T.C.

UYUŞMAZLIK MAHKEMESİ

 

ESAS NO       : 2021/590

KARAR NO : 2021/655

KARAR TR  : 27/12/2021

 

ÖZET: Davalı DSİ Genel Müdürlüğünce gerçekleştirilen baraj ve yol yapım çalışmaları nedeniyle oluştuğu ileri sürülen maddi zararın tazmini istemiyle açılan davanın İDARİ YARGI YERİNDE çözümlenmesi gerektiği hk.

 

K A R A R

 

Davacılar  : 1-K. Ö. Ve diğ.

Vekili         : Av. İ.V.

Davalı        : Devlet Su İşleri Genel Müdürlüğü

Vekilleri    : Av. A.K.,Av. F. Y.

 

I. DAVA KONUSU OLAY

1. Davacılar vekili; müvekkillerinin maliki olduğu Artvin ili, Borçka ilçesi, Adagül köyünde, tapunun 192 ada 1 sayılı parselinde kayıtlı taşınmazın bulunduğu bölgede yapımına başlanan Borçka Barajı HES ve Artvin-Borçka Karayolu yol yapım inşaatı çalışmaları nedeniyle toprak kaymalarının meydana geldiğini ve bundan dolayı taşınmazlarının zarar gördüğünden bahisle uğranıldığı ileri sürülen zararın karşılanması istemiyle yapılan 15/09/2015 tarih ve 270465 sayılı başvurunun yasal süre içerisinde cevap verilmemek suretiyle zımnen reddine ilişkin işlemin iptali ile taşınmazlarının kullanılamaz hale geldiği, mülkiyet hakkının kalıcı ve sürekli olarak kısıtlandığından bahisle taşınmaz bedelinin karşılığı 75.000 TL(ıslah edilerek 168.012,69 TL) maddi tazminatın davalı idareden tahsiline karar verilmesi istemiyle idari yargı yerinde dava açmıştır.

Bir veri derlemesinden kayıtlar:

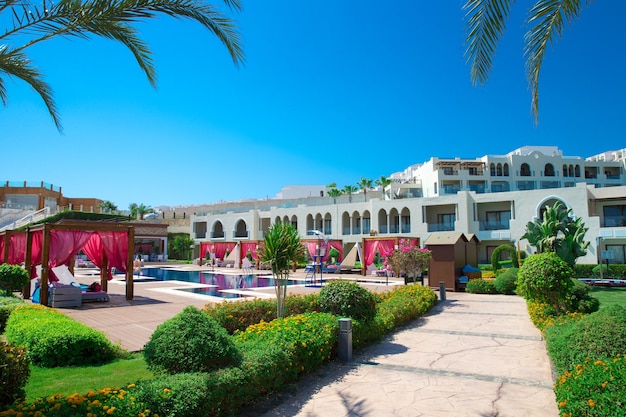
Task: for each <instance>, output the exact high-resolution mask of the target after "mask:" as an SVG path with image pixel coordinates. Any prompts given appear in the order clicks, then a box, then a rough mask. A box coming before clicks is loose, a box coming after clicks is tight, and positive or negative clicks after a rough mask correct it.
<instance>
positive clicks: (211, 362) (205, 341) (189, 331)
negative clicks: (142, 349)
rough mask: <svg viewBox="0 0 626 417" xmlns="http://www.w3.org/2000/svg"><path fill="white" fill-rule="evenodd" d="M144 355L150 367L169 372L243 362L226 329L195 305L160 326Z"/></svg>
mask: <svg viewBox="0 0 626 417" xmlns="http://www.w3.org/2000/svg"><path fill="white" fill-rule="evenodd" d="M143 354H144V358H145V359H146V363H147V364H148V369H150V370H152V371H155V372H167V373H170V374H176V373H181V372H210V371H214V370H216V369H219V368H224V367H227V366H234V365H238V364H239V363H240V362H241V354H240V353H239V352H238V351H237V348H236V347H235V345H234V344H233V342H232V340H231V338H230V337H229V335H228V333H227V332H226V330H225V329H224V328H223V327H222V326H220V325H219V323H218V322H217V321H215V320H214V319H213V318H211V317H209V316H207V315H206V314H204V313H203V312H202V311H200V310H199V309H198V308H196V307H194V306H187V307H185V308H184V310H183V311H182V312H180V313H179V314H177V315H176V316H174V317H172V318H171V319H169V320H167V321H166V322H165V323H163V324H161V325H160V326H159V327H157V328H156V330H155V331H154V333H153V334H152V336H151V337H150V340H149V341H148V343H146V345H145V346H144V351H143Z"/></svg>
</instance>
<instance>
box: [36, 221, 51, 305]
mask: <svg viewBox="0 0 626 417" xmlns="http://www.w3.org/2000/svg"><path fill="white" fill-rule="evenodd" d="M42 245H43V248H42V252H41V284H40V285H41V287H40V290H39V291H40V292H39V303H40V304H43V305H45V306H47V305H48V274H49V268H48V262H49V261H50V228H49V227H48V224H47V223H46V224H45V225H44V229H43V239H42Z"/></svg>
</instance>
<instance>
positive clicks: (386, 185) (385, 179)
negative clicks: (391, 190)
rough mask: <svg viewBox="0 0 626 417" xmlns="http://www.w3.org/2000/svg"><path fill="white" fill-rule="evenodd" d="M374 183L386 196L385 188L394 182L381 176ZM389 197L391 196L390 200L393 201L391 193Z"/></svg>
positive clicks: (389, 179)
mask: <svg viewBox="0 0 626 417" xmlns="http://www.w3.org/2000/svg"><path fill="white" fill-rule="evenodd" d="M374 183H375V184H376V185H378V186H380V187H381V188H382V189H383V195H385V188H387V187H388V186H390V185H391V184H392V183H393V180H392V179H390V178H387V177H385V176H383V175H381V176H380V178H379V179H377V180H376V181H374ZM389 195H390V198H391V199H393V194H392V193H389Z"/></svg>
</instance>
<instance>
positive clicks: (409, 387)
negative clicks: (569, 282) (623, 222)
mask: <svg viewBox="0 0 626 417" xmlns="http://www.w3.org/2000/svg"><path fill="white" fill-rule="evenodd" d="M446 298H447V300H446V301H444V302H441V303H439V304H438V305H437V306H436V307H435V308H434V309H433V311H431V312H430V313H429V314H428V315H426V316H425V317H423V318H421V319H419V320H417V321H415V322H414V323H412V324H411V325H410V326H407V327H405V328H403V329H402V330H400V331H398V332H396V333H394V334H393V335H391V336H389V337H387V338H385V340H384V341H382V342H381V343H377V344H375V345H373V346H371V347H369V348H367V349H365V350H364V351H363V352H359V354H358V355H355V357H354V361H353V362H352V363H346V364H342V363H333V364H331V365H330V366H327V367H325V368H324V369H322V370H320V371H319V372H318V373H316V374H315V375H312V376H310V377H308V378H306V379H305V380H304V381H302V384H299V385H298V386H299V388H298V390H297V391H295V392H293V393H290V394H289V395H286V396H284V400H283V402H282V403H280V404H277V405H274V406H273V408H271V409H270V410H265V411H262V410H260V409H259V410H255V411H254V413H253V414H254V415H264V416H266V417H274V416H299V417H326V416H332V417H341V416H349V417H365V416H371V417H386V416H394V417H396V416H401V417H404V416H406V417H419V416H425V417H426V416H427V417H437V416H450V417H453V416H454V417H459V416H468V417H469V416H481V417H516V416H520V417H521V416H524V417H531V416H537V417H553V416H554V417H556V416H558V410H557V406H556V402H555V397H554V393H553V391H552V386H553V380H552V372H551V366H550V363H549V359H548V356H547V354H546V350H545V344H544V341H543V339H542V337H541V333H540V332H539V331H538V330H537V329H536V328H535V327H534V326H533V325H532V323H531V321H530V318H529V316H528V312H527V309H526V303H525V301H524V300H523V299H522V298H520V297H517V296H502V295H475V294H466V293H448V294H447V297H446ZM251 411H252V410H251ZM253 414H249V415H253Z"/></svg>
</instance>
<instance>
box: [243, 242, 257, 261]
mask: <svg viewBox="0 0 626 417" xmlns="http://www.w3.org/2000/svg"><path fill="white" fill-rule="evenodd" d="M256 247H257V242H241V258H242V259H243V258H244V257H245V256H246V255H247V254H248V251H250V254H251V255H252V259H254V260H255V261H257V260H258V259H259V254H258V253H257V251H256Z"/></svg>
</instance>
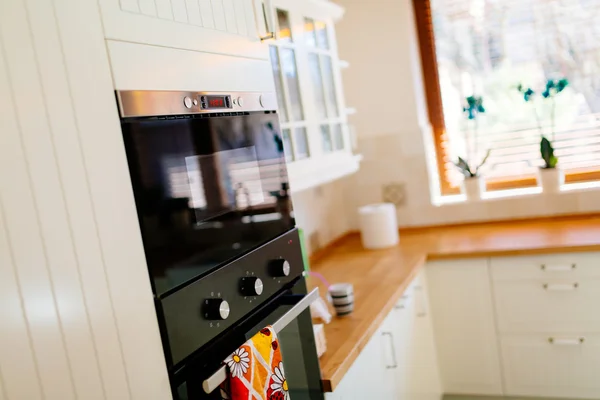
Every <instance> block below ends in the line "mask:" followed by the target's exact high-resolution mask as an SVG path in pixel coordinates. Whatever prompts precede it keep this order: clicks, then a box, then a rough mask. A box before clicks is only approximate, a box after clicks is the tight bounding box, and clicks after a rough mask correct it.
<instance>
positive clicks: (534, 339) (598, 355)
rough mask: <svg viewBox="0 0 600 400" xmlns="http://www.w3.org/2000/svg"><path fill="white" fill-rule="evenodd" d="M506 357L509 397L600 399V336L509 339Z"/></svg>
mask: <svg viewBox="0 0 600 400" xmlns="http://www.w3.org/2000/svg"><path fill="white" fill-rule="evenodd" d="M549 337H553V338H554V341H553V342H552V343H551V342H550V341H549ZM580 338H583V342H580ZM502 356H503V363H504V368H505V380H506V394H507V395H510V396H551V397H565V398H595V399H597V398H600V380H599V379H598V371H599V370H600V336H599V335H590V336H585V335H566V336H565V335H549V336H546V335H543V336H542V335H535V336H534V335H527V336H507V337H504V338H503V339H502Z"/></svg>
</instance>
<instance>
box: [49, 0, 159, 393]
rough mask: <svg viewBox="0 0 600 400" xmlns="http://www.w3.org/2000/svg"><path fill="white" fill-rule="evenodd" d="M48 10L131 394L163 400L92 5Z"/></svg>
mask: <svg viewBox="0 0 600 400" xmlns="http://www.w3.org/2000/svg"><path fill="white" fill-rule="evenodd" d="M56 14H57V19H58V22H59V26H60V30H61V38H62V43H63V49H64V56H65V63H66V65H67V69H68V71H69V74H68V78H69V85H70V88H71V96H72V98H73V107H74V113H75V117H76V120H77V123H78V127H79V137H80V141H81V149H82V153H83V158H84V160H85V168H86V175H87V178H88V182H89V188H90V195H91V198H92V199H93V215H94V217H95V221H96V224H97V233H98V236H99V241H100V243H101V249H102V257H103V259H104V262H105V268H106V274H107V279H108V284H109V289H110V297H111V299H112V302H113V305H114V315H115V318H116V322H117V327H118V332H119V337H120V342H121V344H122V351H123V356H124V361H125V367H126V372H127V377H128V382H129V384H130V391H131V398H132V399H134V400H138V399H139V400H154V399H156V400H165V399H170V398H171V390H170V385H169V380H168V375H167V370H166V366H165V360H164V354H163V351H162V345H161V340H160V334H159V330H158V322H157V318H156V311H155V309H154V302H153V297H152V290H151V287H150V281H149V278H148V272H147V269H146V261H145V258H144V251H143V246H142V242H141V236H140V231H139V226H138V221H137V216H136V210H135V203H134V200H133V194H132V190H131V182H130V180H129V175H128V167H127V161H126V157H125V150H124V146H123V139H122V135H121V129H120V124H119V119H118V112H117V107H116V102H115V98H114V91H113V84H112V81H111V74H110V68H109V64H108V56H107V53H106V47H105V41H104V38H103V31H102V25H101V21H100V16H99V14H98V9H97V4H96V3H95V2H91V1H78V0H62V1H60V2H57V3H56ZM74 16H77V18H75V17H74ZM99 340H100V339H99ZM120 398H126V396H125V395H121V396H120V397H119V399H120ZM111 400H112V398H111Z"/></svg>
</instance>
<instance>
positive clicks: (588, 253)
mask: <svg viewBox="0 0 600 400" xmlns="http://www.w3.org/2000/svg"><path fill="white" fill-rule="evenodd" d="M490 263H491V264H490V265H491V271H492V278H493V280H494V281H510V280H526V279H535V280H553V279H573V280H578V279H581V278H584V277H588V278H600V254H599V253H568V254H554V255H536V256H528V257H496V258H492V259H491V260H490Z"/></svg>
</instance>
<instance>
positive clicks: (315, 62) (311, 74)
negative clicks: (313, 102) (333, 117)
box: [308, 53, 327, 119]
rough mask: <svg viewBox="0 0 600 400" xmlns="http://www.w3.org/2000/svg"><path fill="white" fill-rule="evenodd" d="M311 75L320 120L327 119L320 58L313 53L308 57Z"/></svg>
mask: <svg viewBox="0 0 600 400" xmlns="http://www.w3.org/2000/svg"><path fill="white" fill-rule="evenodd" d="M308 63H309V66H310V74H311V76H312V84H313V92H314V93H315V106H316V108H317V115H318V116H319V118H320V119H326V118H327V106H326V104H325V91H324V89H323V77H322V76H321V67H320V66H319V56H318V55H317V54H314V53H311V54H309V55H308Z"/></svg>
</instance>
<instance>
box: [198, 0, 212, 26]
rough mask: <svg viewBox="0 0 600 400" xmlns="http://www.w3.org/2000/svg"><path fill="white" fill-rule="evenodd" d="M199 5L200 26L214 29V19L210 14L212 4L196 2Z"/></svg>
mask: <svg viewBox="0 0 600 400" xmlns="http://www.w3.org/2000/svg"><path fill="white" fill-rule="evenodd" d="M198 4H199V5H200V16H201V17H202V25H203V26H204V27H206V28H211V29H212V28H214V27H215V18H214V16H213V12H212V4H210V0H198Z"/></svg>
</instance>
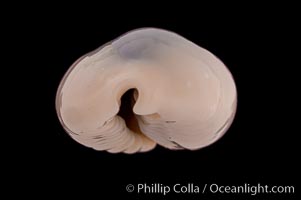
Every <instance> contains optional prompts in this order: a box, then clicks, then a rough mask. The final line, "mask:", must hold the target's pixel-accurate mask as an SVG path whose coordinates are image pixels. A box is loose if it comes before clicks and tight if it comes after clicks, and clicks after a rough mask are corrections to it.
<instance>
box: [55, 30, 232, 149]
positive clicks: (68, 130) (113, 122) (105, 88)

Görev yönergesi: Uyuşmazlık Mahkemesi kararındaki şu cümleyi İngilizceye çevirin: “1. Davacılar vekili; müvekkillerinin maliki olduğu Artvin ili, Borçka ilçesi, Adagül köyünde, tapunun 192 ada 1 sayılı parselinde kayıtlı taşınmazın bulunduğu bölgede yapımına başlanan Borçka Barajı HES ve Artvin-Borçka Karayolu yol yapım inşaatı çalışmaları nedeniyle toprak kaymalarının meydana geldiğini ve bundan dolayı taşınmazlarının zarar gördüğünden bahisle uğranıldığı ileri sürülen zararın karşılanması istemiyle yapılan 15/09/2015 tarih ve 270465 sayılı başvurunun yasal süre içerisinde cevap verilmemek suretiyle zımnen reddine ilişkin işlemin iptali ile taşınmazlarının kullanılamaz hale geldiği, mülkiyet hakkının kalıcı ve sürekli olarak kısıtlandığından bahisle taşınmaz bedelinin karşılığı 75.000 TL(ıslah edilerek 168.012,69 TL) maddi tazminatın davalı idareden tahsiline karar verilmesi istemiyle idari yargı yerinde dava açmıştır.”

Alıştırma yanıtı: 1. The attorney for the plaintiffs filed an action before the administrative judiciary with two requests. The first was the annulment of the act by which the application dated 15/09/2015 and numbered 270465 had been implicitly rejected through failure to respond within the statutory period. That application sought compensation for damage allegedly suffered on the grounds that landslides had occurred as a result of the construction work begun on the Borçka Dam HEPP and the Artvin-Borçka Highway. The work took place in the area where the immovable property owned by the clients is located, in Adagül village, Borçka district, Artvin province, registered in the land registry under block 192, parcel 1, and the properties had been damaged as a result. The second request was a ruling that pecuniary damages of 75,000 TL (amended to 168,012.69 TL), corresponding to the value of the property, be collected from the defendant administration, on the grounds that the properties had become unusable and that the right of ownership had been permanently and continuously restricted.